WHAT TO PRODUCE = Please copy out the data below line for line, with no changes at all.

SUPPLIED DATA =

· · · · ·

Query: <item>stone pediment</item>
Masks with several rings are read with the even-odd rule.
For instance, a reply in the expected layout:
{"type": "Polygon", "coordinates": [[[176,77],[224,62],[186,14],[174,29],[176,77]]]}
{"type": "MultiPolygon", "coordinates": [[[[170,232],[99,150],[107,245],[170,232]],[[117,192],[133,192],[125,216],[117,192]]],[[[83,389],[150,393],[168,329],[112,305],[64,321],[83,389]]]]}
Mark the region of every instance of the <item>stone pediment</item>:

· · · · ·

TASK OUTPUT =
Query: <item>stone pediment</item>
Masks with several rings are read with the even-odd rule.
For instance, a reply in the expected layout:
{"type": "Polygon", "coordinates": [[[176,77],[224,62],[186,14],[174,29],[176,77]]]}
{"type": "MultiPolygon", "coordinates": [[[[170,232],[99,150],[107,245],[170,232]],[[117,192],[133,192],[125,216],[117,192]]],[[[83,389],[150,393],[168,329],[112,305],[64,321],[83,389]]]]}
Mark the region of every instance of the <item>stone pediment</item>:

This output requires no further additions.